Referring expression data
-.-.-

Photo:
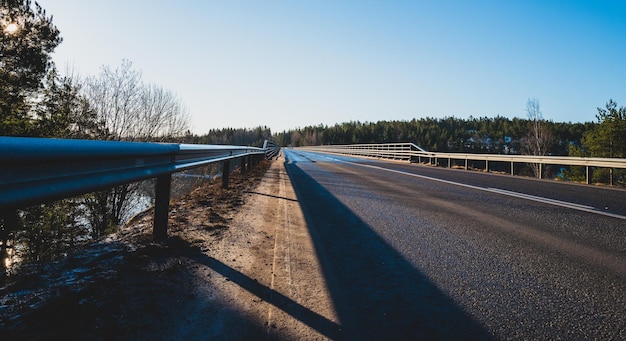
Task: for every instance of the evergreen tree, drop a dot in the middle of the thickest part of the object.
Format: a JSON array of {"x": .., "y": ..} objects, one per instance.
[{"x": 27, "y": 38}]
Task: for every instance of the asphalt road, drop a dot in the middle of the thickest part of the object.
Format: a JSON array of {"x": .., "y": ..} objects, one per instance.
[{"x": 416, "y": 252}]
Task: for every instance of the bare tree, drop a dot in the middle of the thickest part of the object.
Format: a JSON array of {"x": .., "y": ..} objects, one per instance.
[
  {"x": 132, "y": 110},
  {"x": 539, "y": 137}
]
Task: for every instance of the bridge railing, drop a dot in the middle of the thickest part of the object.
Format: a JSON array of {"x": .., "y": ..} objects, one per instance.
[
  {"x": 413, "y": 153},
  {"x": 38, "y": 170}
]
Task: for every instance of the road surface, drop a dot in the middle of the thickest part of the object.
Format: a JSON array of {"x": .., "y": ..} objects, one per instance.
[{"x": 416, "y": 252}]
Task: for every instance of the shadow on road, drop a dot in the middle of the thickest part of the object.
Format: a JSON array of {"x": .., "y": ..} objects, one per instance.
[
  {"x": 377, "y": 294},
  {"x": 312, "y": 319}
]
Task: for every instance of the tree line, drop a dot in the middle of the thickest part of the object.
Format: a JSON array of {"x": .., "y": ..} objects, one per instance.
[{"x": 450, "y": 134}]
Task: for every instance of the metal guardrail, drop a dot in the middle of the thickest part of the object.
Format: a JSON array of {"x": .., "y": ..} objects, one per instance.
[
  {"x": 413, "y": 153},
  {"x": 38, "y": 170}
]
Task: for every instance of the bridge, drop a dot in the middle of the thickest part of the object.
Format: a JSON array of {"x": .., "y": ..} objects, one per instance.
[{"x": 406, "y": 251}]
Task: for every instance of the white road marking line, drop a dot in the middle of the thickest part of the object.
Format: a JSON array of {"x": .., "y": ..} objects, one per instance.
[{"x": 548, "y": 201}]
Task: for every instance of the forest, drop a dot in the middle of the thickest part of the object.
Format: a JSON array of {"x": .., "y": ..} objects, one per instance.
[{"x": 498, "y": 135}]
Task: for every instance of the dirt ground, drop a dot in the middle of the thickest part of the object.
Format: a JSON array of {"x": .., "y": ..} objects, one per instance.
[{"x": 239, "y": 264}]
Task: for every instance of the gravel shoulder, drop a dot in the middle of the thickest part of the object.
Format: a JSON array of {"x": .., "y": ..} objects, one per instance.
[{"x": 239, "y": 264}]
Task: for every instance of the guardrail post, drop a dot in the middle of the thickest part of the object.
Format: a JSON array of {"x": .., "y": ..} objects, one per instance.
[
  {"x": 161, "y": 206},
  {"x": 8, "y": 218},
  {"x": 243, "y": 165},
  {"x": 225, "y": 173}
]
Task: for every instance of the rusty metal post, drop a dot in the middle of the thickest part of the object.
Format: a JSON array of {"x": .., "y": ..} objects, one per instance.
[
  {"x": 225, "y": 173},
  {"x": 161, "y": 206}
]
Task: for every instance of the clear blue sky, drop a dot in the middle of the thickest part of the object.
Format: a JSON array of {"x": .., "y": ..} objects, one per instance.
[{"x": 288, "y": 64}]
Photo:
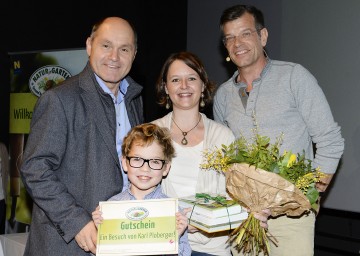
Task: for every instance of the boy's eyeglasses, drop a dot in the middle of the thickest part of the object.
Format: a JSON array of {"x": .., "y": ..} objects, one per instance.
[{"x": 137, "y": 162}]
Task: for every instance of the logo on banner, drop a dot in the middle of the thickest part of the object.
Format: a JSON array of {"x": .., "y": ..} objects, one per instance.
[{"x": 47, "y": 77}]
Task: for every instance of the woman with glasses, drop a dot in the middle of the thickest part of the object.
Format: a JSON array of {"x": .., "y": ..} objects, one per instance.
[
  {"x": 184, "y": 84},
  {"x": 147, "y": 152}
]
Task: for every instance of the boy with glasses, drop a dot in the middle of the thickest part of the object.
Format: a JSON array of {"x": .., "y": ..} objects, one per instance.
[{"x": 147, "y": 152}]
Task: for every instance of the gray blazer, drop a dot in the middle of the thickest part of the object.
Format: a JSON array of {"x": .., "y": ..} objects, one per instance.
[{"x": 70, "y": 160}]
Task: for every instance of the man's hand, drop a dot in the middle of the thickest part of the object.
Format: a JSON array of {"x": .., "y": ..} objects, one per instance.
[
  {"x": 324, "y": 182},
  {"x": 86, "y": 238}
]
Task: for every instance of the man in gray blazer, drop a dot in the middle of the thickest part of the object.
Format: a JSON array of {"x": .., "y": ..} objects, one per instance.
[{"x": 71, "y": 159}]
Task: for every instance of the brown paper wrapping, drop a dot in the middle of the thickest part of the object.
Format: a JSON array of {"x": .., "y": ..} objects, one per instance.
[{"x": 258, "y": 189}]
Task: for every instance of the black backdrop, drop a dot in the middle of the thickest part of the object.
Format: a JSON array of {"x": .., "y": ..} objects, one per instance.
[{"x": 161, "y": 26}]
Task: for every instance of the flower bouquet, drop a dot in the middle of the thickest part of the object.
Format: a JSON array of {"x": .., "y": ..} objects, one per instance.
[{"x": 258, "y": 177}]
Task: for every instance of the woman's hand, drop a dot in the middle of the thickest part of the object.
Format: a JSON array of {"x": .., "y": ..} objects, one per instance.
[{"x": 181, "y": 223}]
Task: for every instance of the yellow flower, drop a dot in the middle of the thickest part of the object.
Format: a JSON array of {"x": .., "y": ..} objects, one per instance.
[{"x": 292, "y": 160}]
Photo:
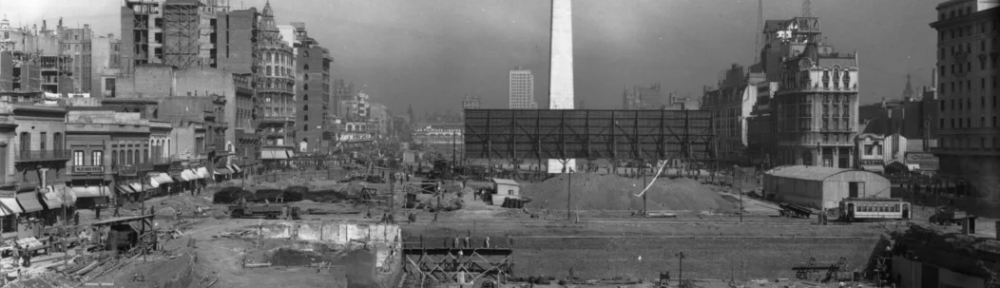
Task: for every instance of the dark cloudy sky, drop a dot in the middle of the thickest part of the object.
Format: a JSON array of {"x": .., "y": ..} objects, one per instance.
[{"x": 432, "y": 52}]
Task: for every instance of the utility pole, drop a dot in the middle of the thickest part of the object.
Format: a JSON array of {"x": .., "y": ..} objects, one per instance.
[
  {"x": 680, "y": 269},
  {"x": 645, "y": 212}
]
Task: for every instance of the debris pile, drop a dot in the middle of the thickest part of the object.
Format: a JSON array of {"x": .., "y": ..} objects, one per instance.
[{"x": 613, "y": 192}]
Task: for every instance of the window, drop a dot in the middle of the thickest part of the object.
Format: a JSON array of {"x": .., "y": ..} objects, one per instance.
[
  {"x": 57, "y": 142},
  {"x": 97, "y": 158}
]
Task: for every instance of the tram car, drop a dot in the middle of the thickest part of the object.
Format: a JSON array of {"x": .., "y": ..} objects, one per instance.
[{"x": 859, "y": 209}]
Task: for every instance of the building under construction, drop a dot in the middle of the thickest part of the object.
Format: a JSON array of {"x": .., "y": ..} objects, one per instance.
[{"x": 179, "y": 33}]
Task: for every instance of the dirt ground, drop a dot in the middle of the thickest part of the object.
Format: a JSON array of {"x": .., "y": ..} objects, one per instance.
[{"x": 599, "y": 243}]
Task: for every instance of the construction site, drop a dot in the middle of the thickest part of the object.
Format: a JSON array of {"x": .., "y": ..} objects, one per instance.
[{"x": 682, "y": 222}]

-.-.-

Hand over the entries again, exactly as written and without the pictures.

== Completed exercise ==
Photo:
Task: for every instance of the evergreen tree, drop a dot in the middle of the thickest part of the object.
Format: a JSON array of {"x": .., "y": ..} objects, one per instance.
[{"x": 27, "y": 38}]
Task: for every instance of the asphalt road, drop a dot in the middle of the thickest part of the object.
Format: a JSON array of {"x": .., "y": ..} objects, one per instance.
[{"x": 416, "y": 252}]
Task: for every instance of the bare tree, drop a dot in the middle of the thickest part of the object.
Format: a JSON array of {"x": .., "y": ..} objects, one per instance.
[
  {"x": 132, "y": 110},
  {"x": 539, "y": 137}
]
Task: for every instance of the bridge railing, drop a dot in the middle of the thickest part of the object.
Format: a JSON array of {"x": .., "y": ..} objects, one per instance.
[
  {"x": 413, "y": 153},
  {"x": 38, "y": 170}
]
Task: for every instance of the road surface, drop a dot in the middle of the thickest part of the object.
Format: a JSON array of {"x": .., "y": ..} objects, one per instance.
[{"x": 416, "y": 252}]
Task: for every instance of the shadow on road, drop a dot in the middle of the thickest part of the object.
Format: a JSON array of {"x": .., "y": ..} objects, one per instance.
[
  {"x": 377, "y": 294},
  {"x": 312, "y": 319}
]
Task: for every instance of the tree line, drop a dot in the middle of the thickest part of the object.
Format: a JSON array of {"x": .., "y": ..} objects, one per instance.
[{"x": 450, "y": 134}]
Task: for every instance of the metal guardrail, drop a dot in the middle of the thickest part of the object.
Format: a JSON array of {"x": .., "y": ..} objects, one per instance.
[
  {"x": 413, "y": 153},
  {"x": 38, "y": 170}
]
Task: for every instance of the bridge, drop a dot in the middle of the thickest part of the object.
Format: a JSON array of {"x": .., "y": ..} objects, one per instance.
[{"x": 406, "y": 251}]
Task: for every instance of the white road marking line, drop a dot in the middle of the thickest part of the object.
Format: a JSON array of {"x": .., "y": ..} objects, one per instance.
[{"x": 548, "y": 201}]
Task: for every instance of the forest, drop a dot in the middle of the thickest part of the object.
Format: a JSON array of {"x": .., "y": ..} objects, one per instance.
[{"x": 498, "y": 135}]
Task: for every instance of the dirt ground, drop a dot in the middle of the thickest part of the object.
Format: a JSON array of {"x": .., "y": ..} objects, one per instance.
[{"x": 239, "y": 264}]
Task: for every instance of the gravel shoulder, drop a dot in the middle of the thickest part of the object.
Format: a JSON array of {"x": .., "y": ..} objects, one per instance.
[{"x": 239, "y": 264}]
Task: for every instance of the guardrail post, drop a dot in the middle of the thickest part of the object.
Format: a JSON array of {"x": .., "y": ..} objects, one per instance.
[
  {"x": 161, "y": 206},
  {"x": 8, "y": 218},
  {"x": 243, "y": 165},
  {"x": 225, "y": 173}
]
Task: for every instance of the rusty metal post, drop a dot in the middle of the thickest part of the object.
Format: a JSON array of {"x": .., "y": ..} objects, one per instance.
[
  {"x": 225, "y": 173},
  {"x": 161, "y": 206}
]
Task: for every instance of the clear blue sky, drop a dot in the middle of the thickest part of the object.
Format: a JSON array of {"x": .., "y": ..} objects, one per instance.
[{"x": 288, "y": 64}]
Photo:
Task: for every instance of the boy's eyeglasses, drop a dot in the middle of the thickest part of the object.
Format: a JSON array of {"x": .., "y": ..} objects, one per instance.
[{"x": 137, "y": 162}]
Task: for every instance of the logo on banner, drop a dot in the middle of the thickest part of the object.
Format: a JSON array of {"x": .., "y": ..} objects, one per instance.
[{"x": 47, "y": 77}]
Task: for every instance of the woman with glasses, drop a dot in the middle of the thickest part of the object.
Format: a JSON array of {"x": .., "y": ..} objects, one per instance.
[
  {"x": 184, "y": 84},
  {"x": 147, "y": 152}
]
Task: for every instance of the boy with glasses, drop a dot in the middle of the thickest part of the object.
Format: a JSON array of {"x": .., "y": ..} objects, one per instance.
[{"x": 147, "y": 152}]
Task: for every instance of the gray blazer, drop a dot in the middle of the thickest part of the object.
Format: a JSON array of {"x": .., "y": ..} objects, one per instance.
[{"x": 70, "y": 160}]
Task: for every instance of the man's hand, drop a dot in the middle of the thickest part of the object.
Format: a JSON array of {"x": .., "y": ..} objects, one per instance.
[
  {"x": 324, "y": 182},
  {"x": 86, "y": 238}
]
Task: for every instance of the man in gray blazer, drop a dot in the middle of the thickest part of the object.
Format: a JSON array of {"x": .., "y": ..} objects, one per instance.
[{"x": 71, "y": 159}]
Task: for every instance of the brown paper wrapping, drop a dot in the middle of the thickest part of the object.
Format: a JSON array of {"x": .., "y": ..} objects, one per instance.
[{"x": 258, "y": 189}]
Task: for every instance of the black backdrop, drop a dot in the middle of the thickest part of the object.
Format: a JSON array of {"x": .., "y": ..} objects, one per instance.
[{"x": 161, "y": 26}]
Task: for every instance of the flower bouquet, drop a dot in the middle of the thickest part of the object.
Format: a JSON array of {"x": .., "y": ..} objects, one per instance.
[{"x": 258, "y": 177}]
Task: for every instance of the woman's hand, drop a dot in the middle of the thickest part of the object.
Format: a JSON array of {"x": .., "y": ..} objects, one per instance.
[{"x": 181, "y": 223}]
Task: for every instance of the yellow flower, drop a dot in the middle of the thickest part of the object.
Format: a JSON array of {"x": .., "y": ..} objects, one per instance.
[{"x": 292, "y": 160}]
Photo:
Task: for every instance of the dark cloudy sky, drop a dot in the middle of the thickest part of the object.
Format: a JSON array of {"x": .., "y": ..} objects, one per instance.
[{"x": 432, "y": 52}]
Task: for every instance of the utility pole, drop a dot in the middle of the thickest part of the object.
Format: a JSON array of {"x": .., "y": ..} objects, one per instance.
[
  {"x": 680, "y": 269},
  {"x": 645, "y": 212}
]
Task: for every instance of the debris pile, drop a dot in the middle of the thickest part of the object.
Format: a JSON array of {"x": .., "y": ..} objects, one per instance.
[{"x": 613, "y": 192}]
Task: for every instance of the window, drop a dot in the middle of the thickest part of the object.
Format: a JSON array of {"x": .., "y": ..} objects, one per instance.
[
  {"x": 57, "y": 142},
  {"x": 97, "y": 158}
]
Task: for every instance of the tram car, drop a dot in the middle of the thickest part of the object.
Format: a JSON array of {"x": .., "y": ..} objects, one per instance.
[{"x": 859, "y": 209}]
Task: for every instance of the building under construction, drop a dot in the middle of the thickest part of the object.
Format: a JSON array of {"x": .., "y": ..} objects, one per instance.
[{"x": 179, "y": 33}]
Task: for every instance of the dirt ground, drop a dot in the middle of the thickest part of the object.
Format: a JSON array of {"x": .., "y": ..} objects, one per instance.
[{"x": 599, "y": 243}]
Task: for every instance of the construction site, drop a dot in the middle of the thickest part of the object.
Format: a JSON array of {"x": .., "y": ..} objects, one per instance.
[{"x": 682, "y": 222}]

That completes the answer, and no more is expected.